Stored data
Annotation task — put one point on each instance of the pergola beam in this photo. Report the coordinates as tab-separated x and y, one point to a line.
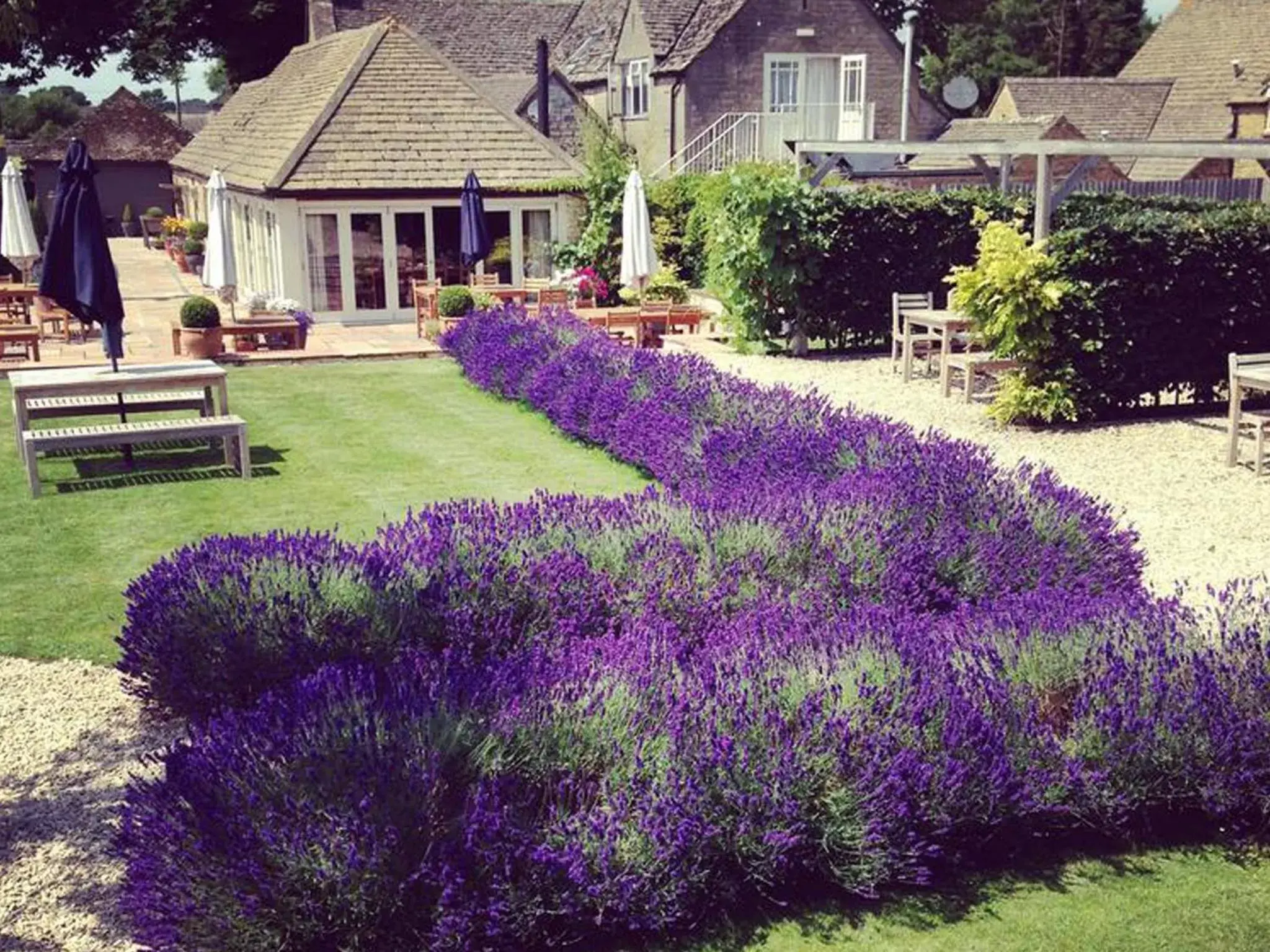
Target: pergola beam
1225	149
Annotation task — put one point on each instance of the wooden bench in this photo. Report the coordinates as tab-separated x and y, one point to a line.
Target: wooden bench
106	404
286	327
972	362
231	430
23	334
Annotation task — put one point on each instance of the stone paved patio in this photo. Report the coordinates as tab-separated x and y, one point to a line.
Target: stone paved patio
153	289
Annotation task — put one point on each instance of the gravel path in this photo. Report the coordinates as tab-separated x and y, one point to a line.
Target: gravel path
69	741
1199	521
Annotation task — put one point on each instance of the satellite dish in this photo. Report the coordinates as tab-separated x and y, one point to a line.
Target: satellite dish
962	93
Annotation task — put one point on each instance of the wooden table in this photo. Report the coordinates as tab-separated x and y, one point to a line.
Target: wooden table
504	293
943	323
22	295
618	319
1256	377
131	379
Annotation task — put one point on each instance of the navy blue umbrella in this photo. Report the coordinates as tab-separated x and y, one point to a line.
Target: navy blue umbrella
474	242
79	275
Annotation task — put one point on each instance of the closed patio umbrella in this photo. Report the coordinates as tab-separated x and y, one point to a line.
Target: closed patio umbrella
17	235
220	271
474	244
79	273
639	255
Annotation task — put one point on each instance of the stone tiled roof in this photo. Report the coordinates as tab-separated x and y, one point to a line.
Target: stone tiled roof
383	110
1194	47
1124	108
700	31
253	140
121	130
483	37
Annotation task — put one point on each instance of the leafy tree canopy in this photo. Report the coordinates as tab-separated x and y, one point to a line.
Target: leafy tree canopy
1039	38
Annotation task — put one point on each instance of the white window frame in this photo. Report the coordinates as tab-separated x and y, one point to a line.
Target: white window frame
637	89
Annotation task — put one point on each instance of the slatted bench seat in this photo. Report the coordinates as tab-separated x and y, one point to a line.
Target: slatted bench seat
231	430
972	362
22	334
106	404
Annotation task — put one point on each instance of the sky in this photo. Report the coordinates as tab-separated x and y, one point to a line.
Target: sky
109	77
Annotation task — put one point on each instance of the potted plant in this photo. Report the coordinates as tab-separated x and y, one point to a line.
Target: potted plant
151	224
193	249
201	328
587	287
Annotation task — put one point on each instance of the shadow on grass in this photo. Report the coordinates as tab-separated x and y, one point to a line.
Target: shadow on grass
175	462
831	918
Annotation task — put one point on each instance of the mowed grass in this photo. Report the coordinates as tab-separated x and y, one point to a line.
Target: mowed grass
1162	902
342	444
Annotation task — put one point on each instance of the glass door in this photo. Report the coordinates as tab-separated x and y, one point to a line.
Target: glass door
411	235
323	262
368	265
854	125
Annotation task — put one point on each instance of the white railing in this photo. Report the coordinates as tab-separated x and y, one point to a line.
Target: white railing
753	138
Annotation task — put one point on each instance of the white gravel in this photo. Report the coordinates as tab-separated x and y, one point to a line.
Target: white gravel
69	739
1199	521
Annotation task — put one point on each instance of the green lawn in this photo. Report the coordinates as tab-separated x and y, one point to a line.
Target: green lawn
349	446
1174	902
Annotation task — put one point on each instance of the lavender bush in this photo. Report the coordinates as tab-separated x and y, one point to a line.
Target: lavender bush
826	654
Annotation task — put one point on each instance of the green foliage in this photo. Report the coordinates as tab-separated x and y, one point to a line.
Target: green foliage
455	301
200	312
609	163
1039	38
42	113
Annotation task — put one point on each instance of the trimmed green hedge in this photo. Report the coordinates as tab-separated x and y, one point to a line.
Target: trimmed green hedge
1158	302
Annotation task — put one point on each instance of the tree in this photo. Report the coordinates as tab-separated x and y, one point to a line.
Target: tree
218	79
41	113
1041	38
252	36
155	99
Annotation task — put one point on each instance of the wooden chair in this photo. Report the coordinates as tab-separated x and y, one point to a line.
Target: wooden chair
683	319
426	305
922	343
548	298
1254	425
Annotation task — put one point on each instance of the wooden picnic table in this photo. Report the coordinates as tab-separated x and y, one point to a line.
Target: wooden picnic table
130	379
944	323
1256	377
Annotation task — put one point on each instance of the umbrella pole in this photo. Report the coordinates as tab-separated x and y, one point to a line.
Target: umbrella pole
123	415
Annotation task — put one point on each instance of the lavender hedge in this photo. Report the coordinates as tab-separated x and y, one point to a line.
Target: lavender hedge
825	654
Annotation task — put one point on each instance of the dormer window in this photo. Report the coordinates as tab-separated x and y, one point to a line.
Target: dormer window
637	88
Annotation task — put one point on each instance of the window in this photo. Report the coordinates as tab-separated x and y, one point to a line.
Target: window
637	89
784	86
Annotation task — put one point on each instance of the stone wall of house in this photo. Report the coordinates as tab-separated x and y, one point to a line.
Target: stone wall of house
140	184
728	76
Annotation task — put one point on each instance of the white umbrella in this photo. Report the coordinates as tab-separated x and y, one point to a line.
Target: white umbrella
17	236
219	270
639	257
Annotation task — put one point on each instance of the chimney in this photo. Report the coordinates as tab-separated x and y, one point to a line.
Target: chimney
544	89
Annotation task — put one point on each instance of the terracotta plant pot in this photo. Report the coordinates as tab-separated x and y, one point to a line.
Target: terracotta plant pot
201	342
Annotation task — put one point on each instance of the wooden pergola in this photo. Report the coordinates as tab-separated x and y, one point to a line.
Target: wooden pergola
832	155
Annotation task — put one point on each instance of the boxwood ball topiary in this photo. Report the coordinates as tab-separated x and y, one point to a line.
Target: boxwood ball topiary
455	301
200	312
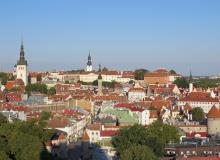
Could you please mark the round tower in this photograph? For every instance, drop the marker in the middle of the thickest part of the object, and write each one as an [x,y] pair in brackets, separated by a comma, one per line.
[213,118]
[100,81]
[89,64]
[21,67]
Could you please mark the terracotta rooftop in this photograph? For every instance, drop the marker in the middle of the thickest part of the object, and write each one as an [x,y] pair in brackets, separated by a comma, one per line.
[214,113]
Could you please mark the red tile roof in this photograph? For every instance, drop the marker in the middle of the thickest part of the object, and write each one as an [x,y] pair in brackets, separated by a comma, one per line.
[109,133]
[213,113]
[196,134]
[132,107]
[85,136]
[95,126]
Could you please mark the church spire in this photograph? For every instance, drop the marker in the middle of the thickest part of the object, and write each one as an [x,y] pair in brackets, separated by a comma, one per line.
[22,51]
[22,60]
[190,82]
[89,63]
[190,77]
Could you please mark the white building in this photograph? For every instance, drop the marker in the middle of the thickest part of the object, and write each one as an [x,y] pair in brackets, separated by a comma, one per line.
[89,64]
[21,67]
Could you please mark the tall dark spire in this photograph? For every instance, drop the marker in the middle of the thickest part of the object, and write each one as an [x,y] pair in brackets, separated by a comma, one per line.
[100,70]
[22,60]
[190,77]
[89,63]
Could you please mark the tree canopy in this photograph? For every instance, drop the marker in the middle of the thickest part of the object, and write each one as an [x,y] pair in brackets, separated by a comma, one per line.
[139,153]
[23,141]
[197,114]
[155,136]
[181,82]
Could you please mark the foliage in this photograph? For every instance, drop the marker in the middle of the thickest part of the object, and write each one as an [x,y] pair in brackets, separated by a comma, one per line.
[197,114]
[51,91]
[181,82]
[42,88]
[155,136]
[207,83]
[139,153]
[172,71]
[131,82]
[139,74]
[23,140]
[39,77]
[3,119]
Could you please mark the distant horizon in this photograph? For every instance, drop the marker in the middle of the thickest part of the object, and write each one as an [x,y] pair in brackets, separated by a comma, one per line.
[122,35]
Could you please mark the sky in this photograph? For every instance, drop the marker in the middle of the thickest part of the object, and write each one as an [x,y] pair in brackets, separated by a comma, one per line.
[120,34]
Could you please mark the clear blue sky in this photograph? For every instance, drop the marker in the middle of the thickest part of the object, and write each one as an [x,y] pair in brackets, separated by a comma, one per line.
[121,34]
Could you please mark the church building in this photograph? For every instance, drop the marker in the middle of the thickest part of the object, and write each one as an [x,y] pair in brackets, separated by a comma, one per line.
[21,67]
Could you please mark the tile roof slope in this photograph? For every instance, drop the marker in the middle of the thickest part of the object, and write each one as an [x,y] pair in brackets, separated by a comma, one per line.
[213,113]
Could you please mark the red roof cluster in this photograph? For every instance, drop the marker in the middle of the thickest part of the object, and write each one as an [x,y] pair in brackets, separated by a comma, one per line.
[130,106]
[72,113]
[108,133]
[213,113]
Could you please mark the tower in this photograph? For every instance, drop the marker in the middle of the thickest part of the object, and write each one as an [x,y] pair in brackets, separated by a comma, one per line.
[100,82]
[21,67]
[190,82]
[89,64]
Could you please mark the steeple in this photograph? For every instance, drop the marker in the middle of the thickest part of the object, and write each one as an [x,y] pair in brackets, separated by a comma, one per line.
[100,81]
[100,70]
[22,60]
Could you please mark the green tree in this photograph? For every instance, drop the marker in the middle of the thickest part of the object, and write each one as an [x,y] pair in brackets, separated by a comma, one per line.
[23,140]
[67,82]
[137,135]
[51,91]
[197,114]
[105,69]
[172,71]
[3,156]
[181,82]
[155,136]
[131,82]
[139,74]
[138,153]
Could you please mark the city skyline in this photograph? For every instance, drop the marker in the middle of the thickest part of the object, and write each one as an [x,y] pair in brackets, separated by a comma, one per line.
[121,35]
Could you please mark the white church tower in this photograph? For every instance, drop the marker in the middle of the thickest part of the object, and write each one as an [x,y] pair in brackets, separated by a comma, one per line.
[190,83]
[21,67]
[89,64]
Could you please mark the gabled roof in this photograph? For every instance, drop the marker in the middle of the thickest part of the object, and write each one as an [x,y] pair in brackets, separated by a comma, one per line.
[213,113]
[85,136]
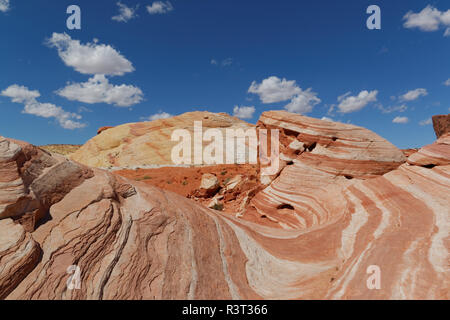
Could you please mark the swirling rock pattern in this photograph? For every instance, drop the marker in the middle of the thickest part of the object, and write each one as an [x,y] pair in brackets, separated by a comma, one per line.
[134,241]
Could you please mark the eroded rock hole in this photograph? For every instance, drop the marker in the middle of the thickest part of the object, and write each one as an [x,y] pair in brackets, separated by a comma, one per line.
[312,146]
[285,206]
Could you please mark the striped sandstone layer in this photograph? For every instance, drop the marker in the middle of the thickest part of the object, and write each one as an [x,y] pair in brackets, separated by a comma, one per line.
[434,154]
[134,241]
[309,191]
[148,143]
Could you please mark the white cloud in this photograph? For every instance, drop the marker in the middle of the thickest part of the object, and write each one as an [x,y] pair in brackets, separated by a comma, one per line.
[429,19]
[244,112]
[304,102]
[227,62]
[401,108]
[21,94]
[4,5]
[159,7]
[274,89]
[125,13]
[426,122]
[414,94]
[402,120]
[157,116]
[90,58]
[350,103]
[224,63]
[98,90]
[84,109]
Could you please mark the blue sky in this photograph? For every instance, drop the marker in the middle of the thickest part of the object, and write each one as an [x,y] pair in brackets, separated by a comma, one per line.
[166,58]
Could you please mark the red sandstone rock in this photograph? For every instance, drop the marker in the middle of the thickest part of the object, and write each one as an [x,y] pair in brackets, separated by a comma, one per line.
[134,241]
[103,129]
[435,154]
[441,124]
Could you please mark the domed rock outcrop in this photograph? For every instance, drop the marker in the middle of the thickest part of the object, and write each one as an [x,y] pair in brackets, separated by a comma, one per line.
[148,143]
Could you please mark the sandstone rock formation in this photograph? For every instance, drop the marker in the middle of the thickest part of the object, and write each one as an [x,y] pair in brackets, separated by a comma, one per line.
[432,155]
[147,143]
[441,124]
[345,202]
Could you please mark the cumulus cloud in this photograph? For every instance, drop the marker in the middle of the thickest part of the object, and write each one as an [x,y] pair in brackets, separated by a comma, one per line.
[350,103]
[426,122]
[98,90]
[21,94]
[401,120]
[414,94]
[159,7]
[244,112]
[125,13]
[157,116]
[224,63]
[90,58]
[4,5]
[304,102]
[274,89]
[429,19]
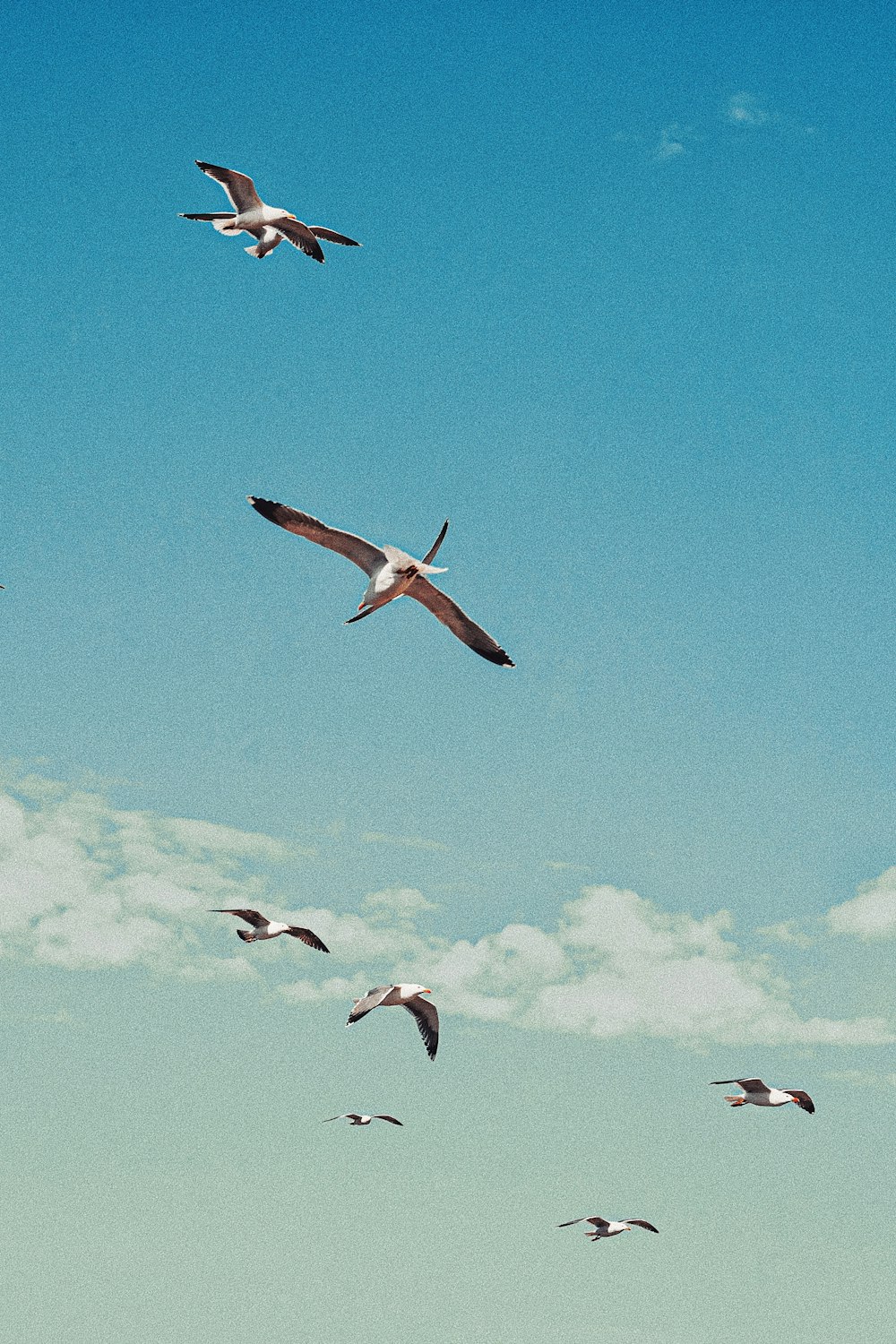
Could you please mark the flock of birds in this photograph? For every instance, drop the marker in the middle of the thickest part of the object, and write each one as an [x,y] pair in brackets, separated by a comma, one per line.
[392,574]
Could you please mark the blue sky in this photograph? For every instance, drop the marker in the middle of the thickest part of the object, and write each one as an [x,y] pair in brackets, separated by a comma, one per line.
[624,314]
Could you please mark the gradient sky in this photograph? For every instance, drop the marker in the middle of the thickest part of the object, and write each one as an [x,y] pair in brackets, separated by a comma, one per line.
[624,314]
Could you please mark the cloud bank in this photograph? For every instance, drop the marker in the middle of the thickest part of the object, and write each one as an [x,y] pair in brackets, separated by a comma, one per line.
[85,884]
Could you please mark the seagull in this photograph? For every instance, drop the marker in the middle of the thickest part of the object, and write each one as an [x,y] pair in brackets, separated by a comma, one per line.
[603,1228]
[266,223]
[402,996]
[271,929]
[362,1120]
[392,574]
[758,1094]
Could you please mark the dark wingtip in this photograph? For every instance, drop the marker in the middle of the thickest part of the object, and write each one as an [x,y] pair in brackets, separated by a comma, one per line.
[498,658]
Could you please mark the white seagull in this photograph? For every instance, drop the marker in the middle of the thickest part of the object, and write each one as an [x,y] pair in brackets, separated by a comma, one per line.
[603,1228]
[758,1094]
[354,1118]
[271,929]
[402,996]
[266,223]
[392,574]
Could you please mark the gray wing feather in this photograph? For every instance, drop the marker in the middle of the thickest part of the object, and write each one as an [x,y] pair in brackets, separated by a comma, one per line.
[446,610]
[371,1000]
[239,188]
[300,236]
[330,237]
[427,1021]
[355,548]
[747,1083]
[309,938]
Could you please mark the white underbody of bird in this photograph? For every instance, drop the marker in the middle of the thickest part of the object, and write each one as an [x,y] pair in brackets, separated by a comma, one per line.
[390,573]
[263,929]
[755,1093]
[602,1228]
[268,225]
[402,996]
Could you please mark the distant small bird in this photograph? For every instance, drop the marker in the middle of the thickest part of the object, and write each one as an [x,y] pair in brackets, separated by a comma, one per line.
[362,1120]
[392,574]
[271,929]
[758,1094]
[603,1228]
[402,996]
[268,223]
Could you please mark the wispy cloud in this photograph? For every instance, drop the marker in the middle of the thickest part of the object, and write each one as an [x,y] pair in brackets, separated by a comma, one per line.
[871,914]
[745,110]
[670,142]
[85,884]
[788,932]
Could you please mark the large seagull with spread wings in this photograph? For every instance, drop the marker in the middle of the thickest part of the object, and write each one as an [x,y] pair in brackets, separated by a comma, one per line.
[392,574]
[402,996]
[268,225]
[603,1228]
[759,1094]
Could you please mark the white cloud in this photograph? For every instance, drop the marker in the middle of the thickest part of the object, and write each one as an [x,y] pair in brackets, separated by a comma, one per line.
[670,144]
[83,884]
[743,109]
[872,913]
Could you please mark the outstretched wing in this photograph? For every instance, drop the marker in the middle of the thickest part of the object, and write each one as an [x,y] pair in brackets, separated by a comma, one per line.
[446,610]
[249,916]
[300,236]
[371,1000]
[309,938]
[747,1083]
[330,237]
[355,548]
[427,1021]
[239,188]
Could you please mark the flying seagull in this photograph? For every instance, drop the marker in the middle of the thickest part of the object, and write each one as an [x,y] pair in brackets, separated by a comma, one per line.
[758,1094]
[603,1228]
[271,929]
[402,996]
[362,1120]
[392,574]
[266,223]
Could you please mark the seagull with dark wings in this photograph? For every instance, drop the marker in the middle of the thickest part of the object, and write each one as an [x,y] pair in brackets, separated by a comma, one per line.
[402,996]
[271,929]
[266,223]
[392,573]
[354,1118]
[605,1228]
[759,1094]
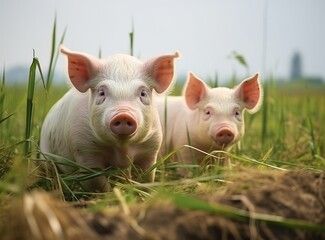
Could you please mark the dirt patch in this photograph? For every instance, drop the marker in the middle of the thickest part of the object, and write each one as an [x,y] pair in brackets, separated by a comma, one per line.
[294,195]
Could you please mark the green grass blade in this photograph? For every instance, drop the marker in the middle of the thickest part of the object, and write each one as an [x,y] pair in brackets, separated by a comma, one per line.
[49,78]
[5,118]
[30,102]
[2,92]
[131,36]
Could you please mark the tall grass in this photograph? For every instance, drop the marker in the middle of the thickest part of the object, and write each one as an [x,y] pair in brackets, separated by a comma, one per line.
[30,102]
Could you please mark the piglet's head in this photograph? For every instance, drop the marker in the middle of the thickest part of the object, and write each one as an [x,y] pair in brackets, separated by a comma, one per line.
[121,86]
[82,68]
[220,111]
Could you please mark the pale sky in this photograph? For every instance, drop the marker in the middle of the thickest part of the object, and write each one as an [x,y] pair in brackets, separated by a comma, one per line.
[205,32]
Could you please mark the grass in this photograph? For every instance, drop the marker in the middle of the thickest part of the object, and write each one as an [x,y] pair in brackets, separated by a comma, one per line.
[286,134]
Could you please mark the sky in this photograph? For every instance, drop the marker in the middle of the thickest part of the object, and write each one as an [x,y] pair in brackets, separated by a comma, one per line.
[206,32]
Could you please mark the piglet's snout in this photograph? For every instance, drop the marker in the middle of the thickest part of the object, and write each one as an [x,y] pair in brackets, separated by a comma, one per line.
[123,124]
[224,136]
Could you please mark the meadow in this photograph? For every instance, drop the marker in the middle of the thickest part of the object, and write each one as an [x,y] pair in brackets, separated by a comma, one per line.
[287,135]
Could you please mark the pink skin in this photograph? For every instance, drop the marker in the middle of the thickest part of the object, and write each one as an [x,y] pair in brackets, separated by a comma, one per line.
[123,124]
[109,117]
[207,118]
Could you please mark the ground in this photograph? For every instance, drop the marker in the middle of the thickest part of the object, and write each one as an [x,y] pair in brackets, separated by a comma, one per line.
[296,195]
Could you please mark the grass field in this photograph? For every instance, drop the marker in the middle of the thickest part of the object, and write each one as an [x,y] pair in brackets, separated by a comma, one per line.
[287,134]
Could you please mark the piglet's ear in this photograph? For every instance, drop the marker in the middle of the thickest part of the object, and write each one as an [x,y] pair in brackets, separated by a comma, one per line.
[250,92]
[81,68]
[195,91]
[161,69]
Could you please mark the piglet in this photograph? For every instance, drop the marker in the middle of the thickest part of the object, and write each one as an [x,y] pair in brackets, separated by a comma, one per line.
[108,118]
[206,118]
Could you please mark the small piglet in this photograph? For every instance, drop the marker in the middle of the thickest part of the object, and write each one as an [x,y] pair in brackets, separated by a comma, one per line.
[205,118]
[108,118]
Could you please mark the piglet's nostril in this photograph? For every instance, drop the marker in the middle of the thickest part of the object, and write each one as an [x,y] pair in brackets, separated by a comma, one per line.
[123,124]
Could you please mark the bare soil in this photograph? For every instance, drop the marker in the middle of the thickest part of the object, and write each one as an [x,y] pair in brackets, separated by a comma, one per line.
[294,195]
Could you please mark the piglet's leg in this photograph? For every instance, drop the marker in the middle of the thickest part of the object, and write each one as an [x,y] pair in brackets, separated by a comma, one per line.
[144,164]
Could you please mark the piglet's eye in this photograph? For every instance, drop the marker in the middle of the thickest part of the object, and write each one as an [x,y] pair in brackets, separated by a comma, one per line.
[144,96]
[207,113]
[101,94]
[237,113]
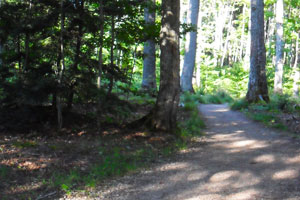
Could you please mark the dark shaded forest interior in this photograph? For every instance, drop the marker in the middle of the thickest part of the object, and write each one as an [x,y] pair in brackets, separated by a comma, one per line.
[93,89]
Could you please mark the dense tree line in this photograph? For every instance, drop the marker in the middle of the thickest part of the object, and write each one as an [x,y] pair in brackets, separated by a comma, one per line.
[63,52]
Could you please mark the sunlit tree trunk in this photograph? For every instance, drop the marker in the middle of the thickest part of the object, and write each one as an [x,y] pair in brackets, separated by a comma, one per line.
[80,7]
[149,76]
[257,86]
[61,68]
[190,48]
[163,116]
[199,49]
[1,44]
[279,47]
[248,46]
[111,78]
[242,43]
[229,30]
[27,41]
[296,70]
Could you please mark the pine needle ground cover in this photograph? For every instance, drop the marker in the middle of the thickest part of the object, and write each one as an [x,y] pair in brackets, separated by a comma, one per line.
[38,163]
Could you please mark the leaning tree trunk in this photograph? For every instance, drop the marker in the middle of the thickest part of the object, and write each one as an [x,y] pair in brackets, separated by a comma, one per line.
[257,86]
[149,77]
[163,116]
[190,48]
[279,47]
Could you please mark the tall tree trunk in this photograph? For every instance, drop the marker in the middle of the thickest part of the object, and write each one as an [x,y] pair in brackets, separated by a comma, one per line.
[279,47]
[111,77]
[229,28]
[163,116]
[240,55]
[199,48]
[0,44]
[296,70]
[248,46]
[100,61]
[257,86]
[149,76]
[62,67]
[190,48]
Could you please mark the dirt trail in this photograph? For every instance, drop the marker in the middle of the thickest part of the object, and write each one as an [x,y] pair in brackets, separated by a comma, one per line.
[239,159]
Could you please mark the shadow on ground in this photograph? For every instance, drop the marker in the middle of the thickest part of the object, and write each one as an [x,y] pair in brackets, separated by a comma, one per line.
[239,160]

Aim:
Your task is to reproduce, exactly and exclusively, the lines from the one holding "Could you please mark the tall tree" through the final line of the listing.

Solution:
Could you please mark the tall tree trunk in this photograph? For every instance, drop the marker in the middle of the thickest part of the object, and write each one as an [x,y] pair in brackets, separated by a comma, one per line.
[279,47]
[111,77]
[229,28]
[163,116]
[240,55]
[199,48]
[0,44]
[296,70]
[248,46]
[100,61]
[257,86]
[149,76]
[62,67]
[190,48]
Could you please mark the dirt trail in this photograph? For every instance, drop the marker in the middle of the thickest part of the object, and write each one as an [x,y] pair in brackets, separated by a comma, one per line.
[239,159]
Could you please mark the shadow on ground in this photograph? For every instance, drop the marker in the middle of the thickest part of the object, and write each one as an [x,y] pair in brackets, separated by a comma, one per line.
[239,160]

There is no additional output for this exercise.